**EXERCISE REQUIREMENTS**:
a – Name every user who posts in the forum thread on working class, listing each name once.
b – Reproduce the portion of the forum thread on working class that opens with the words containing "Better living through" and closes with "be rather trivial.".

**SELECTION**:
View Full Version : A working class definition... - building a unique class US?
Larissa
24th January 2003, 22:14
Could someone please define "working class" in the context of the year 2000?
I remember flipping through an old Life magazine from the late 30s or early 40s and being rather taken aback when I read the caption of a certain picture: "American working class family blah blah blah...."
How times change.
It seems that in the US the solution to class conflicts was not to remove the source of the conflicts, but to convince everyone that they belong to the same class. You ask a waitress who earns $16,000 a year and lives in an unsanitary dump and she'll tell you she's "middle class". You ask a guy with 4 TVs, a jacuzzi, and a couple SUVs in the driveway of his $300,000 house and he, too, will tell you he's "middle class".
Better living through lexical engineering!
Larissa
24th January 2003, 22:17
Marx said - the working class has nothing to lose apart from chains.
And someone I know said: "Anyone who sells their soul to an employer is working-class, whatever they do, whatever they earn. The rest are aristocrats."
Som
24th January 2003, 22:34
Likely a part of this same engineering, but I tend to find American classes, with the exception of the high upper class, to be rather trivial.
America doesn't function on the same terms, the 'petit burgiouoise' of the middle class is large, and theres not such a definite line between many of them and the working class. The employers are just another level below those few at the top.
It almost seems theres the CEOs, board directors, owners and so on, and everyone else is just trailing down a chain of bad authority. Those that are the 10% with 80% of the wealth.
The lines are blurred, the top and the owners are still there, just whether everyone below is part of the 'working class' is a bit different.
truthaddict11
25th January 2003, 00:56
i guess tenants could be considered worker class unless they live in condos or large houses or apartments
redstar2000
25th January 2003, 04:59
Larissa, I saw a piece on the BBC web site a month or so ago, that compared computer software and development engineers to 19th century industrial workers...that is, 14 to 18 hour shifts, no trade union protection, no job security, etc.

**GIVEN DATA**:

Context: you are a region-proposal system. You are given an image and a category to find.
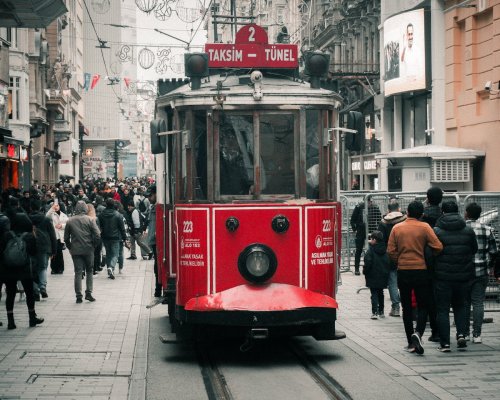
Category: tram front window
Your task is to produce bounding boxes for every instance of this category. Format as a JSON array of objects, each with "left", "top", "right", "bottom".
[{"left": 219, "top": 115, "right": 253, "bottom": 195}]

**SOLUTIONS TO EACH TASK**:
a – Larissa, Som, truthaddict11, redstar2000

b –
Better living through lexical engineering!
Larissa
24th January 2003, 22:17
Marx said - the working class has nothing to lose apart from chains.
And someone I know said: "Anyone who sells their soul to an employer is working-class, whatever they do, whatever they earn. The rest are aristocrats."
Som
24th January 2003, 22:34
Likely a part of this same engineering, but I tend to find American classes, with the exception of the high upper class, to be rather trivial.